Direction.
In the listing below, how many lines contain the string "sleeve", matching case exactly? Give only the number.
>> BEGIN
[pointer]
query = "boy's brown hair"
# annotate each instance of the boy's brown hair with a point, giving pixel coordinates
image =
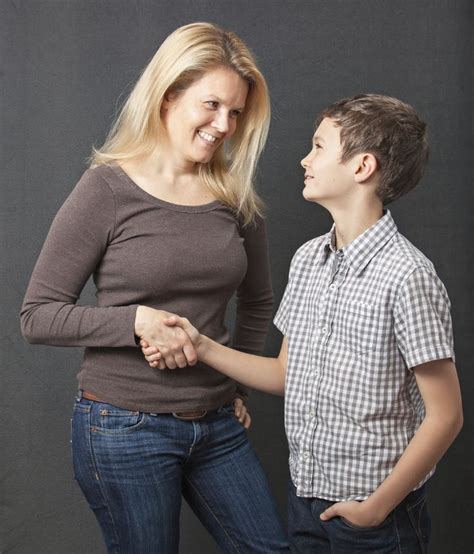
(390, 130)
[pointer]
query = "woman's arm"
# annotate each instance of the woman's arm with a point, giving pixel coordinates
(76, 242)
(265, 374)
(254, 297)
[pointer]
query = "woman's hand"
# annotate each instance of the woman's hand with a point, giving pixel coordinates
(154, 354)
(241, 413)
(174, 346)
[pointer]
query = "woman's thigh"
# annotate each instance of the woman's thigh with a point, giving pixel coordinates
(129, 467)
(226, 487)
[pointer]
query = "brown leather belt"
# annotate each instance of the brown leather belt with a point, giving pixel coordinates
(186, 416)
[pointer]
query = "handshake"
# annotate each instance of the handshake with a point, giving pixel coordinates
(167, 340)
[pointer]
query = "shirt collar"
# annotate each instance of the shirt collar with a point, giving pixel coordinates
(361, 250)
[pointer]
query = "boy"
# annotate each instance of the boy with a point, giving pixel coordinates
(372, 398)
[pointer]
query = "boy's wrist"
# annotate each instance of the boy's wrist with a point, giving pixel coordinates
(378, 506)
(202, 348)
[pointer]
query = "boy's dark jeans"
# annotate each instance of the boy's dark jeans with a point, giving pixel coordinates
(406, 530)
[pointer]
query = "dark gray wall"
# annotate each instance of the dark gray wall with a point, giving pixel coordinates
(65, 64)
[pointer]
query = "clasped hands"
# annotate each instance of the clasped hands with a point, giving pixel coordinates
(170, 341)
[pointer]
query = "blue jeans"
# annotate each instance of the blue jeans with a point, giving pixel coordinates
(134, 468)
(406, 530)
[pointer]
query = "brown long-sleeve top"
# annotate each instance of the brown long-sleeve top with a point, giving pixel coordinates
(187, 260)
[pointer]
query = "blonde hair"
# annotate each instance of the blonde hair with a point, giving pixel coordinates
(181, 60)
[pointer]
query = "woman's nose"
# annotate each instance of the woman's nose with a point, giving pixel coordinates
(221, 122)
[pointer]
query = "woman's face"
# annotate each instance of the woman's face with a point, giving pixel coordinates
(198, 120)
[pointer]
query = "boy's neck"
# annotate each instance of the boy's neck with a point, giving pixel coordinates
(350, 223)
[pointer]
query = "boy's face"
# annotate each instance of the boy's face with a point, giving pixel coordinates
(327, 181)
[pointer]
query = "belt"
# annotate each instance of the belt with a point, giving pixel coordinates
(185, 416)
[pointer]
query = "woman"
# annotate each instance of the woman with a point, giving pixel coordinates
(166, 220)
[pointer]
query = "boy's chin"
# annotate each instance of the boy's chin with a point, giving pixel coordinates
(309, 195)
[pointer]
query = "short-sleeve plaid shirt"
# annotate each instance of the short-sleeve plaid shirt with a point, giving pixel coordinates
(357, 320)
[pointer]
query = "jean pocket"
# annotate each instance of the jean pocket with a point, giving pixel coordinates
(420, 521)
(385, 523)
(111, 420)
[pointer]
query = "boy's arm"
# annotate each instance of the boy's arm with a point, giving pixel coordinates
(439, 387)
(258, 372)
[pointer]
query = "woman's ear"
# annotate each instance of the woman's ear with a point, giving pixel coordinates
(169, 98)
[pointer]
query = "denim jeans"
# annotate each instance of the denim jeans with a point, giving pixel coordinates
(134, 468)
(406, 530)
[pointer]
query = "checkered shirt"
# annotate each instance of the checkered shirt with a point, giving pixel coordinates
(357, 320)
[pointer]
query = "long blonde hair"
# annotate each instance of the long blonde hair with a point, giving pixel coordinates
(182, 59)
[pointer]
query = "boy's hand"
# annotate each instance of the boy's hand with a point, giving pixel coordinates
(241, 413)
(358, 513)
(153, 355)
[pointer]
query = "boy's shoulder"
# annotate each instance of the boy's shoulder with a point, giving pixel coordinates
(310, 250)
(405, 256)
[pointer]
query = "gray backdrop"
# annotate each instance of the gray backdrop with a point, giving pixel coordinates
(66, 65)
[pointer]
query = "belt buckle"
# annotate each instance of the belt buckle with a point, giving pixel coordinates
(190, 416)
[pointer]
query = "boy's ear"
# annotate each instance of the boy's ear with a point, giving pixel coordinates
(366, 165)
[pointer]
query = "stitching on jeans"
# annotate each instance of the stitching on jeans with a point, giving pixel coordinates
(212, 512)
(416, 524)
(102, 490)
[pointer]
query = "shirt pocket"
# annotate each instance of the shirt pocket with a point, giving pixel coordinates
(358, 327)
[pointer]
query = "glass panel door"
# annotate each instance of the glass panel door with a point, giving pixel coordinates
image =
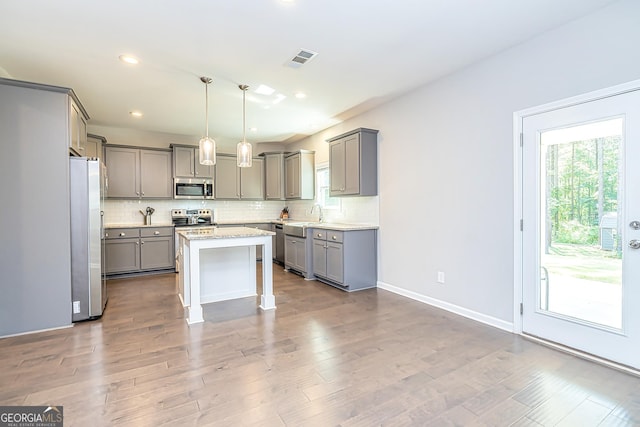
(581, 246)
(581, 250)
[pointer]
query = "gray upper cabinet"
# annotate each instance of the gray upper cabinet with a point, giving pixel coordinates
(227, 179)
(274, 176)
(186, 163)
(138, 173)
(300, 175)
(252, 181)
(353, 163)
(234, 183)
(78, 129)
(94, 147)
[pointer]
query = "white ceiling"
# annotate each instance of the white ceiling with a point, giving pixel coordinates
(368, 53)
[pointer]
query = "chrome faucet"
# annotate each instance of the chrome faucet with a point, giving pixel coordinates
(319, 211)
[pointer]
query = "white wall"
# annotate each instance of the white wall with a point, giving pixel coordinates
(446, 158)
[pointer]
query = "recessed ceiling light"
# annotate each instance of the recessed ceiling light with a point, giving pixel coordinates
(279, 97)
(128, 59)
(265, 90)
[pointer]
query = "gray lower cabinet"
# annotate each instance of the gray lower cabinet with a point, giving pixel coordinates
(295, 254)
(139, 249)
(122, 250)
(345, 259)
(157, 250)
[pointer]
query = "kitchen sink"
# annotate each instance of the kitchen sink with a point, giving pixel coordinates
(298, 229)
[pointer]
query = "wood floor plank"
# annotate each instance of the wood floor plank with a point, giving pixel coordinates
(323, 357)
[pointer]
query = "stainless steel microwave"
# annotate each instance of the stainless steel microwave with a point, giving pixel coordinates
(192, 188)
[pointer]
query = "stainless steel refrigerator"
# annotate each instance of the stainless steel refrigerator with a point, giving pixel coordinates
(87, 184)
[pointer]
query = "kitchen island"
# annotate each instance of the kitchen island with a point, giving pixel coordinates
(220, 264)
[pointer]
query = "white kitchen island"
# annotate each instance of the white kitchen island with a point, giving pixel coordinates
(220, 264)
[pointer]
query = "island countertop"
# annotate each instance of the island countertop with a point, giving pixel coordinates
(207, 233)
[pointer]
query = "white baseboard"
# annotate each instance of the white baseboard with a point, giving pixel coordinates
(37, 331)
(470, 314)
>> END
Task response.
4